- **THE EXERCISE**:
Copy out all the records with "point out" switched to "mark" everywhere it appears, keeping everything else the same. Leave the pictures out.

- **ENTRIES**:
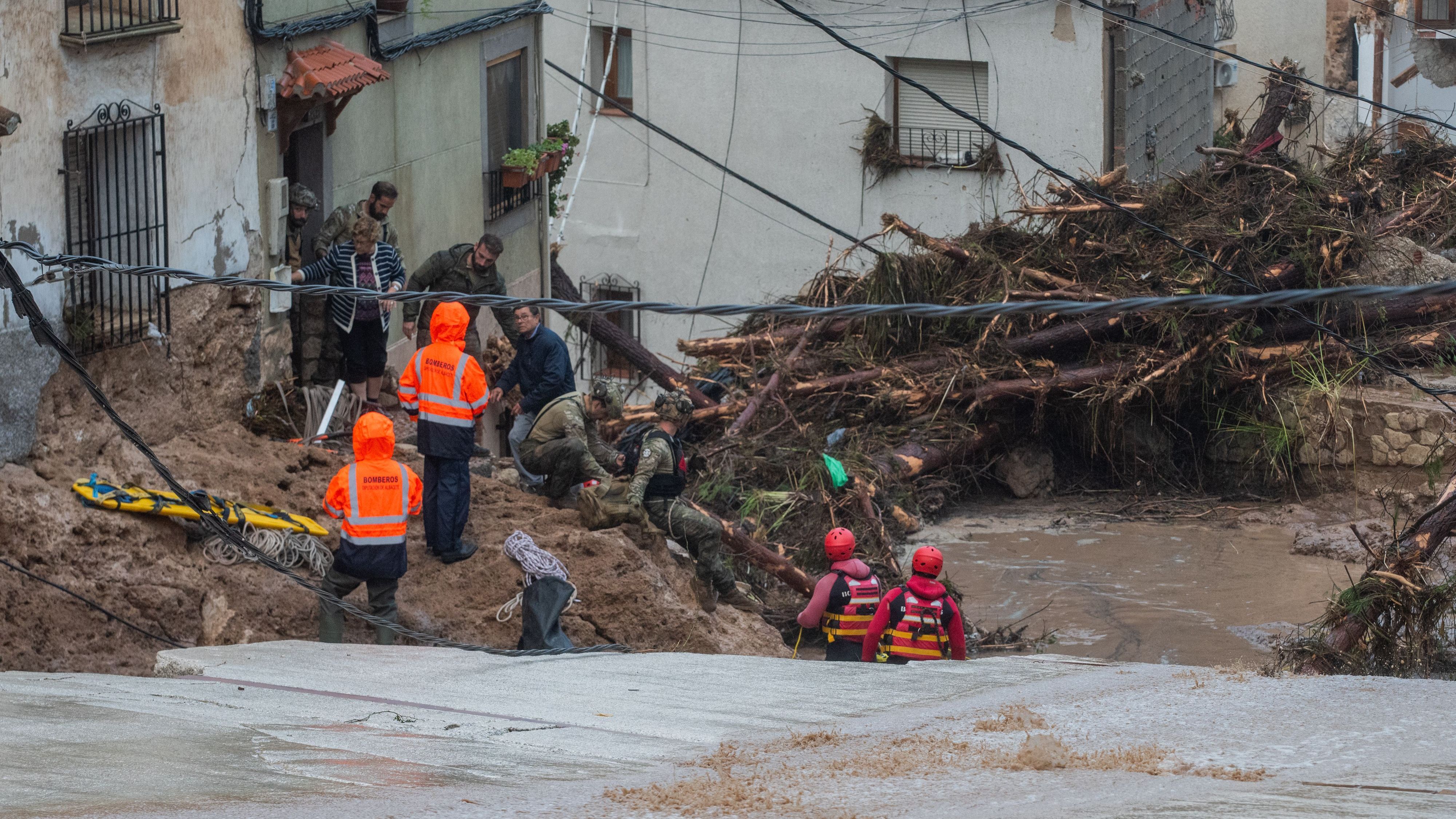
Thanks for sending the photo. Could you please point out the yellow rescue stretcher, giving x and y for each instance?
(151, 502)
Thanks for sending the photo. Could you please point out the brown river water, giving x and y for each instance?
(1135, 591)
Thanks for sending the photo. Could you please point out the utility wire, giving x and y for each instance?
(705, 158)
(1269, 299)
(46, 336)
(92, 604)
(1291, 76)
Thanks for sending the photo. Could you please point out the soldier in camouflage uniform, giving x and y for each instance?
(339, 228)
(660, 479)
(564, 444)
(462, 269)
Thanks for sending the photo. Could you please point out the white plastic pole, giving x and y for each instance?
(328, 415)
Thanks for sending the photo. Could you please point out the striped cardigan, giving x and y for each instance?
(339, 270)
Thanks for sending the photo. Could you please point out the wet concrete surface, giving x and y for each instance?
(1136, 591)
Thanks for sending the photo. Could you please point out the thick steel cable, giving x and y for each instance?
(1291, 76)
(1270, 299)
(704, 157)
(46, 336)
(92, 604)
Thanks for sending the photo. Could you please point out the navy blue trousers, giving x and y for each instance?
(448, 503)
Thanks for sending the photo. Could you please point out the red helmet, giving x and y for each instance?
(928, 560)
(839, 544)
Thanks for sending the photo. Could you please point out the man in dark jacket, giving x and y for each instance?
(542, 368)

- **IN RESPONSE**:
Thanks for sending the photo. Could you please mark the yellow rescue stretcher, giving x and y for each instance?
(151, 502)
Thanks for sending the photo. Could you please mark the brown river water, giving x and y for each instance?
(1135, 591)
Thanks for sending the photo. Could you please mark the utility wire, giving x and y for each instance?
(705, 158)
(1269, 299)
(46, 336)
(92, 604)
(1291, 76)
Thanks for sending the photo. Could you please mark the soldier in camouflage uniform, giving x and y for each instance?
(339, 228)
(660, 479)
(564, 444)
(462, 269)
Thanks for sending the photo. Could you please mark the white plastic pole, giving x and y for each instance?
(328, 415)
Thanks for sending the photo. Could you please mark the striped cardigan, giving x and y for each instance?
(339, 270)
Thanks for sending the photo. Could you please mark the wet concrete surface, giving x and y for each instance?
(1136, 591)
Thanks for sending the photo. Could you please mark the thick steel cable, giving x and y for each instance?
(1291, 76)
(1270, 299)
(704, 157)
(46, 336)
(92, 604)
Thanks for sending the photo. Could you please mark the navy blue trousers, giving x and y for each instance?
(448, 503)
Thanks for sending the photo. Could you please mark the red helmet, giving x and y for each instance?
(928, 560)
(839, 544)
Thanks for sending the photo. Could you please mark the man in dark jacket, giving x and y for each instance?
(542, 368)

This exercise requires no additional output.